— Begin Records for the exercise —

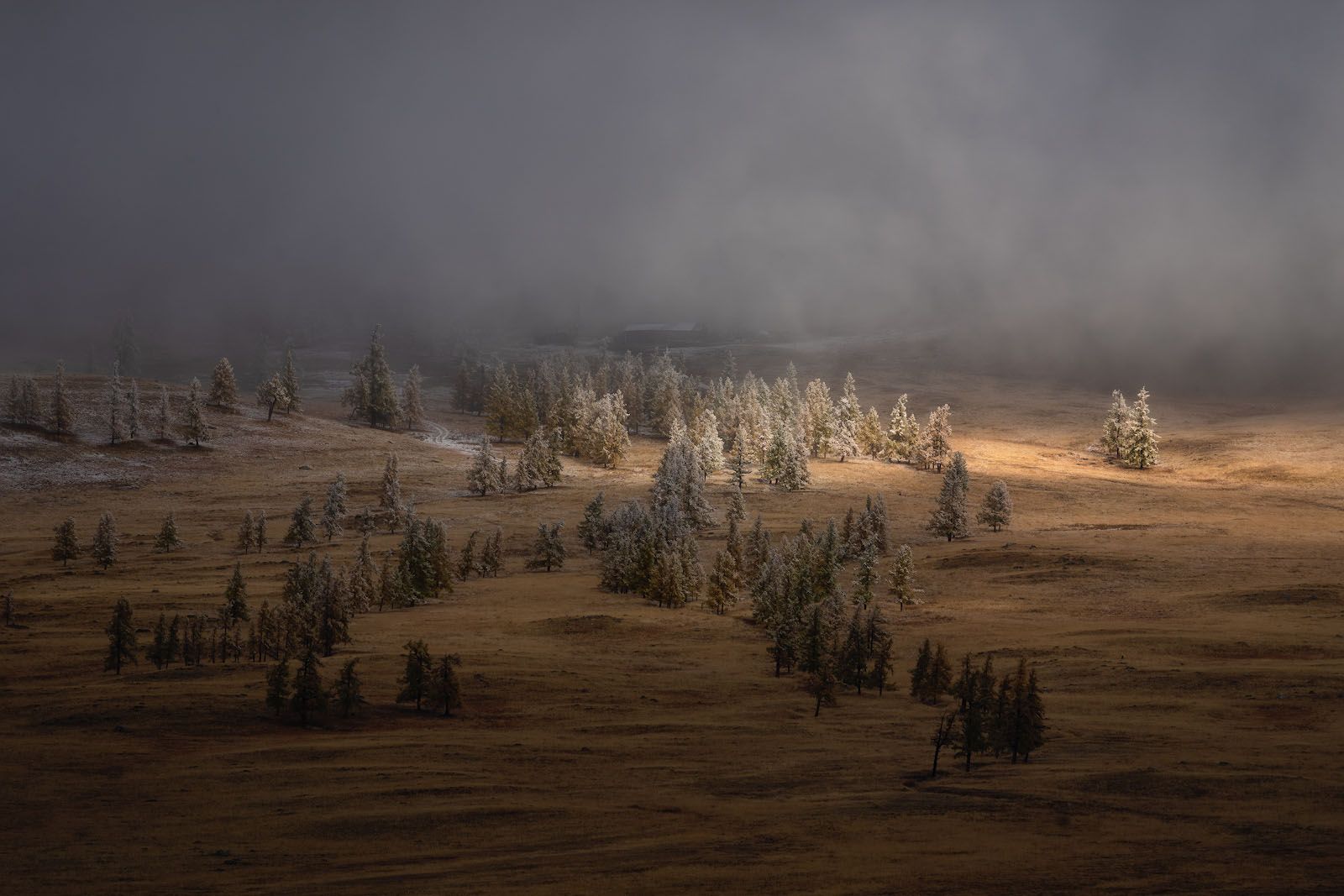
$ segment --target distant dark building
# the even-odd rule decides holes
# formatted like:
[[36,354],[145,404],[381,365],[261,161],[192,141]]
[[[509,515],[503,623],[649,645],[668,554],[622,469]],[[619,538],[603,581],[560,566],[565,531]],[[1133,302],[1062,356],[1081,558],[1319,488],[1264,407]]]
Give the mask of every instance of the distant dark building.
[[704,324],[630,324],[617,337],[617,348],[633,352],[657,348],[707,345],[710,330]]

— End Records for the exercise —
— Begin Records for the exercise —

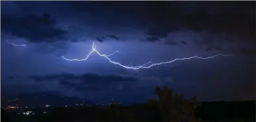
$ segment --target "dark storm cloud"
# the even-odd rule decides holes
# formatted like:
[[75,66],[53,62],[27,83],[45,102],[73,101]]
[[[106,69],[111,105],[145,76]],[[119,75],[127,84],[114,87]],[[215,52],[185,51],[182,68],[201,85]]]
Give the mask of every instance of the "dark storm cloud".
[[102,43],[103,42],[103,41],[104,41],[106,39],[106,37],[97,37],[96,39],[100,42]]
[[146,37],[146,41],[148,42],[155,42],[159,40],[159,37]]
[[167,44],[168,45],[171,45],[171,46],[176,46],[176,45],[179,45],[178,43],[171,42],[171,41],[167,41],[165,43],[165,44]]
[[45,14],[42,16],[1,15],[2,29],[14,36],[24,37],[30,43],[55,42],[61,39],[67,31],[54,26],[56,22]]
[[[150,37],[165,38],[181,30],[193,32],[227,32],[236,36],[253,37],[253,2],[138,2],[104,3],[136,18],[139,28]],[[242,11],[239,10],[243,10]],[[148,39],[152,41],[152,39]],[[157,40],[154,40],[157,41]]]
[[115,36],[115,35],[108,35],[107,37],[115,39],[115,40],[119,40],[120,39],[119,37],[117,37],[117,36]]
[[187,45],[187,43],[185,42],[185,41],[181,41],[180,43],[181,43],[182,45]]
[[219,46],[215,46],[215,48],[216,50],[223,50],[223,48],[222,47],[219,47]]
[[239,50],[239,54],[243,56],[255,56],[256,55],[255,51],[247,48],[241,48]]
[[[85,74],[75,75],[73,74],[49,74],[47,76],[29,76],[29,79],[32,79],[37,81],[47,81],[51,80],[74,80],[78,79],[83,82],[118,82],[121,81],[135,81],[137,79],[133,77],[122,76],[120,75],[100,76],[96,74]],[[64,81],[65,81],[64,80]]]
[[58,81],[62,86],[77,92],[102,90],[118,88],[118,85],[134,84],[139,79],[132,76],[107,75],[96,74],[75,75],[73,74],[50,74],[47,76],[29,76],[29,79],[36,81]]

— End Records for the exercise —

* _Your task_
Collect every line of the entries above that contains the word "mask", and copy each one out in full.

* _Response for this exercise_
Give the mask of every instance of the distant dark building.
Give the mask of every instance of the "dark storm cloud".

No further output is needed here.